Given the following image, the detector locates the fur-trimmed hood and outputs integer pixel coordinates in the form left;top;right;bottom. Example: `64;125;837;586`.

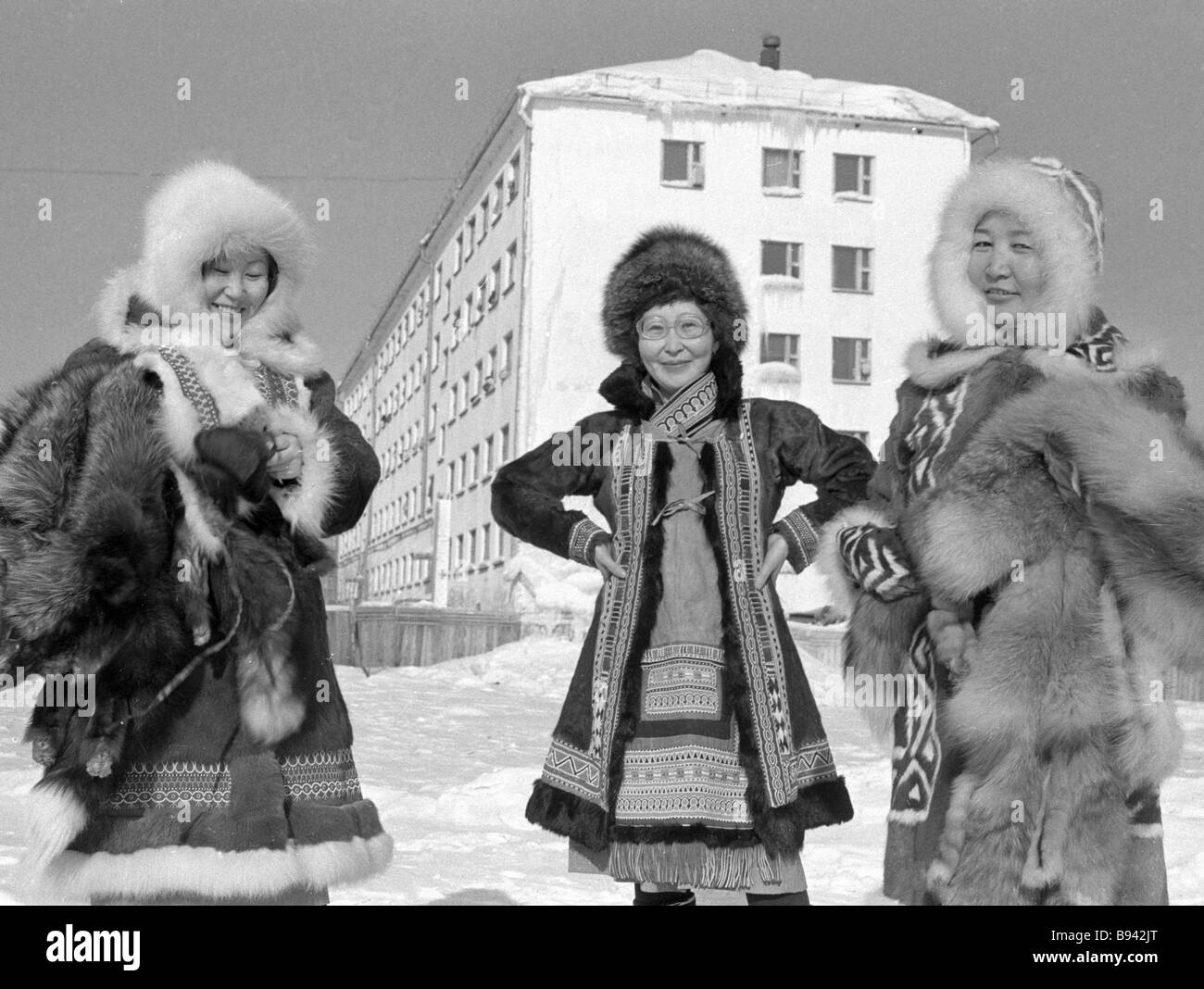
96;161;321;377
928;159;1102;343
602;226;747;365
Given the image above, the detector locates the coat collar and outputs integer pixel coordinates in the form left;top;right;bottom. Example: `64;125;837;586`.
598;345;744;421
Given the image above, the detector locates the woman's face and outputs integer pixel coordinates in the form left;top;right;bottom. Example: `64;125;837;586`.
967;213;1045;313
201;250;269;321
637;301;719;394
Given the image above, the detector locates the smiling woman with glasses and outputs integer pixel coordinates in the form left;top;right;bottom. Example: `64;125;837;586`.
494;228;873;906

★ ★ ★ ★ ★

*Your task:* Write out all of the material above again, leaving out the pictures but keeping every detection request unchanged. Shift each pixel coordinate in the answers up by 107.

*Completed exercise:*
Given the following image, the detector locates the fur-trimmed hood and outputs integer pixel coordinates in the form left;top;right;bottom. Example: `64;125;837;586`.

203;268;428;484
1035;266;1209;450
709;333;854;472
Given the image above, the detector locates the coat collar and outputs integer pixel coordinates in the form left;top;right;bottom. Example: `64;125;837;586`.
705;452;851;528
Given the image above, the detector locates the woman's face and outputs integer pixel coordinates in the form left;top;right;bottom. Example: `64;125;837;586`.
1074;320;1152;420
308;357;376;428
744;408;826;501
Given the image above, the detector locates the smiling woman with glasses and outputs integer pixel coordinates in the form left;top;right;bottom. Example: `64;125;837;586`.
601;335;980;1013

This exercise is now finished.